Objective:
Gather every line of the records that contains the word "paved" and copy each one. Case counts, so match only lines with that exact capitalization.

Extracted entries:
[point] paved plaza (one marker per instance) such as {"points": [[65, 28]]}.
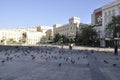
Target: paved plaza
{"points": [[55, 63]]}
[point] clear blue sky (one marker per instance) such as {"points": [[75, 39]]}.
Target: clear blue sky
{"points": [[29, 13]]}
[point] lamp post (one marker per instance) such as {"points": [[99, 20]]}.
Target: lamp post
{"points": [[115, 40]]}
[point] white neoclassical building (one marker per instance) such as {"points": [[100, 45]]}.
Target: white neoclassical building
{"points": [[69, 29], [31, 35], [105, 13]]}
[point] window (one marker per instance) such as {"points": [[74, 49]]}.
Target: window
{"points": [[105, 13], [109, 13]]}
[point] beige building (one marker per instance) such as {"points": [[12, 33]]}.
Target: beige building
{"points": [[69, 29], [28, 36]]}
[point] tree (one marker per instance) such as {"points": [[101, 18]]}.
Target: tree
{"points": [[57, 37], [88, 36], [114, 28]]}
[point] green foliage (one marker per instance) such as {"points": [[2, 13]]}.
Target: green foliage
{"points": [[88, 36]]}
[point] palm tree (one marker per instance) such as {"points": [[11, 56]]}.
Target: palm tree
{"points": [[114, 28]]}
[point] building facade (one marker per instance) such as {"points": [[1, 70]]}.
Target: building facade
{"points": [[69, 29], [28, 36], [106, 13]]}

---

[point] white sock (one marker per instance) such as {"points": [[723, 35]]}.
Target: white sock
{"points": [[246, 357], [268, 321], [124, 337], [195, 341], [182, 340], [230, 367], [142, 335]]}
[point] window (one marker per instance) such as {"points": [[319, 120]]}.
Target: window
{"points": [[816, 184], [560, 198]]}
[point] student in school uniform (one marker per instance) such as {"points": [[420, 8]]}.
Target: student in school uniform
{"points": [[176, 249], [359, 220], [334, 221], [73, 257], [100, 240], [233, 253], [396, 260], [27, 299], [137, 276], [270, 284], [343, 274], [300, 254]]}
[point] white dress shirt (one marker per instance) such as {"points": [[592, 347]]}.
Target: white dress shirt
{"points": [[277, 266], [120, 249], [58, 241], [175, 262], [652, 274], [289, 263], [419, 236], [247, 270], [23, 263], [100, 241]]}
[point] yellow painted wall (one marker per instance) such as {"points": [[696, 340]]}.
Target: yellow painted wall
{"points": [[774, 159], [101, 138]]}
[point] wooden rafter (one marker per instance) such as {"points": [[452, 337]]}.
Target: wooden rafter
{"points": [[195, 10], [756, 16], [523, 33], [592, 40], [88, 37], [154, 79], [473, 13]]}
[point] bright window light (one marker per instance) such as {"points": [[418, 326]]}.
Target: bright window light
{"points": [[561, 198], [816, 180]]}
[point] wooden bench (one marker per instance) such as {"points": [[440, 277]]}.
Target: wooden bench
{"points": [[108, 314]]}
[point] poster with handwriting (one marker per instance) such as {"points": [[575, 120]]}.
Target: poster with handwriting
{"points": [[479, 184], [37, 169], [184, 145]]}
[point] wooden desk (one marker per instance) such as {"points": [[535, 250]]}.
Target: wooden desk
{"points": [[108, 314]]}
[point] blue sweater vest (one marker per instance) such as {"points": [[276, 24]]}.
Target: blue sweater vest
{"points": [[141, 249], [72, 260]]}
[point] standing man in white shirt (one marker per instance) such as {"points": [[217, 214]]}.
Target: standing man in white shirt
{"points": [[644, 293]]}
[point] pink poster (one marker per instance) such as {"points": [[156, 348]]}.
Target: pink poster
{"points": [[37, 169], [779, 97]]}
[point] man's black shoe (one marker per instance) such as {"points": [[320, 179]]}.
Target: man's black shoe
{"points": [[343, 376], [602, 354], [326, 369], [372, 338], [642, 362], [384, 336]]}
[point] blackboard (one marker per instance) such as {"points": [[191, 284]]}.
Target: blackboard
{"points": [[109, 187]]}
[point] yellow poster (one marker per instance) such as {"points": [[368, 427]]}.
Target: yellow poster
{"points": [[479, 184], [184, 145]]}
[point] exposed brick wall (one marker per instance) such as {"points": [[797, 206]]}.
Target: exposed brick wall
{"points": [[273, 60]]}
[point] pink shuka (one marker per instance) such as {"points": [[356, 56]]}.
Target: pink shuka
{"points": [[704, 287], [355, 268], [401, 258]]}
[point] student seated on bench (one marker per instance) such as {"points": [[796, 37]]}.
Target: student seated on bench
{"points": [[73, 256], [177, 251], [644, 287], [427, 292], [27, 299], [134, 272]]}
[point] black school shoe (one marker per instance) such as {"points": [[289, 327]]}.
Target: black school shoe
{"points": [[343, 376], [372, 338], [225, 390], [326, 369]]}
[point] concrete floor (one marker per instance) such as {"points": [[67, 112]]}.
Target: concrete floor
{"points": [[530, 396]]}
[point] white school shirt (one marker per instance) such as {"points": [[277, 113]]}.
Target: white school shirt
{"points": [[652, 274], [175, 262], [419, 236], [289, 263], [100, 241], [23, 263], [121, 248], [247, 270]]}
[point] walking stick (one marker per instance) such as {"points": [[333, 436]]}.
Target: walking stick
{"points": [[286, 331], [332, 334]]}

Right answer:
[point] paved plaza (one marker per instance) such as {"points": [[65, 28]]}.
Target: paved plaza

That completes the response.